WHAT TO DO -
Output the data below in full, byte for byte. Nothing may differ.

Stored data entries -
################

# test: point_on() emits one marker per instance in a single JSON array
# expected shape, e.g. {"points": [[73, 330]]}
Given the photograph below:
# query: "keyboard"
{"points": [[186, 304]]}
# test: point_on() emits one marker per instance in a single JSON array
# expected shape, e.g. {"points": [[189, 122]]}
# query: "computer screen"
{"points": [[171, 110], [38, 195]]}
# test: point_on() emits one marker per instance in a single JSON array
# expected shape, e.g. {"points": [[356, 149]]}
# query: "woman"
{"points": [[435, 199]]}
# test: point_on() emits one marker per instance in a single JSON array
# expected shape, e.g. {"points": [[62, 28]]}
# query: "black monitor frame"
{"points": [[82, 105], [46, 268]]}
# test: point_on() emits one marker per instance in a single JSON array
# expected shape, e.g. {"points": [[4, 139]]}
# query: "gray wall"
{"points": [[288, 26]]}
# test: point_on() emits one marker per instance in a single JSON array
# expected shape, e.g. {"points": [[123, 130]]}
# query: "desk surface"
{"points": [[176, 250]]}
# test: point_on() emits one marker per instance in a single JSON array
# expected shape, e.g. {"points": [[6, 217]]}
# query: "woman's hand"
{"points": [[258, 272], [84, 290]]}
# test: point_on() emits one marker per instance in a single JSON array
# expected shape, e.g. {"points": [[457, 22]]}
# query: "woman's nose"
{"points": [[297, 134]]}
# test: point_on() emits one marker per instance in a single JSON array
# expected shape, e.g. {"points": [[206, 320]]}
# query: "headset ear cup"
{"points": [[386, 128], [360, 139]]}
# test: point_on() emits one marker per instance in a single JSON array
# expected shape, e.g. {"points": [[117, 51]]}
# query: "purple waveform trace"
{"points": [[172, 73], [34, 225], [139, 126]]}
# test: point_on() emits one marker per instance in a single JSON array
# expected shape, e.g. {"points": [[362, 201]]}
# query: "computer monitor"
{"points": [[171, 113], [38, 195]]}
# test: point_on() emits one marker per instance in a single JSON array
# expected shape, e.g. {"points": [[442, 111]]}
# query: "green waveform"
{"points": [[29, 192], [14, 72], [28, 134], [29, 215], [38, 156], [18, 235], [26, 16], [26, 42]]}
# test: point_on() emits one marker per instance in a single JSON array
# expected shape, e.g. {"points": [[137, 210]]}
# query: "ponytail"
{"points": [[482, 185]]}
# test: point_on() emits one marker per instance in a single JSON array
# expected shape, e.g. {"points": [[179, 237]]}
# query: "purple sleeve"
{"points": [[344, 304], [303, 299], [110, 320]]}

################

OUTPUT OF THE EXERCISE -
# test: point_on() emits one marker per instance in a single JSON array
# expected shape, e.g. {"points": [[73, 330]]}
Given the photograph below:
# query: "keyboard"
{"points": [[186, 304]]}
# test: point_on() emits one marker per instance in a single JSON array
# expected shape, e.g. {"points": [[189, 122]]}
# query: "computer screen"
{"points": [[171, 110], [38, 195]]}
# test: point_on() emits one marker per instance in a single JSON array
# expected shape, e.g. {"points": [[356, 149]]}
# query: "woman"
{"points": [[435, 199]]}
# test: point_on() emits one marker per instance in a single JSON array
# expected shape, e.g. {"points": [[62, 28]]}
# query: "black monitor frame"
{"points": [[82, 105], [46, 268]]}
# test: point_on() emits one marker per instance in a single JSON array
# expected shape, e.g. {"points": [[4, 139]]}
# query: "gray wall"
{"points": [[288, 26]]}
# test: point_on() emits one marker per instance in a single JSON array
# expected shape, e.g. {"points": [[123, 130]]}
# query: "desk surface"
{"points": [[176, 250]]}
# test: point_on() emits one marker per instance in a single JSON array
# expected shape, e.g. {"points": [[6, 217]]}
# query: "woman's hand"
{"points": [[258, 272], [84, 290]]}
# test: point_on() emits one marker per instance in a single JSON array
# expected shape, e.g. {"points": [[457, 22]]}
# query: "woman's nose"
{"points": [[297, 134]]}
# test: point_on() emits one marker per instance in a single JSON array
# expected shape, e.g. {"points": [[206, 320]]}
# query: "headset ear cup"
{"points": [[386, 128], [360, 139]]}
# test: point_on() emits one marker per instance in a single JSON array
# expected shape, e.g. {"points": [[117, 51]]}
# query: "purple waveform trace"
{"points": [[172, 73], [34, 225], [139, 126]]}
# test: point_on() emits one marker per instance in a single JSON array
# expected shape, e.g. {"points": [[362, 201]]}
# query: "computer monitor"
{"points": [[171, 113], [38, 195]]}
# test: point_on() emits one marker per instance in a single JSON array
# expected shape, e.g. {"points": [[442, 111]]}
# query: "green waveform"
{"points": [[29, 192], [14, 72], [28, 134], [29, 215], [38, 156], [18, 235], [26, 16], [26, 42]]}
# test: point_on() emits one marker per instance in a single JSON array
# expected shape, e.g. {"points": [[137, 210]]}
# query: "ponytail"
{"points": [[482, 185]]}
# test: point_on() emits one marker per instance in a single JSON array
# expected shape, e.g. {"points": [[179, 237]]}
# query: "purple sleeve"
{"points": [[344, 304], [303, 299], [110, 320]]}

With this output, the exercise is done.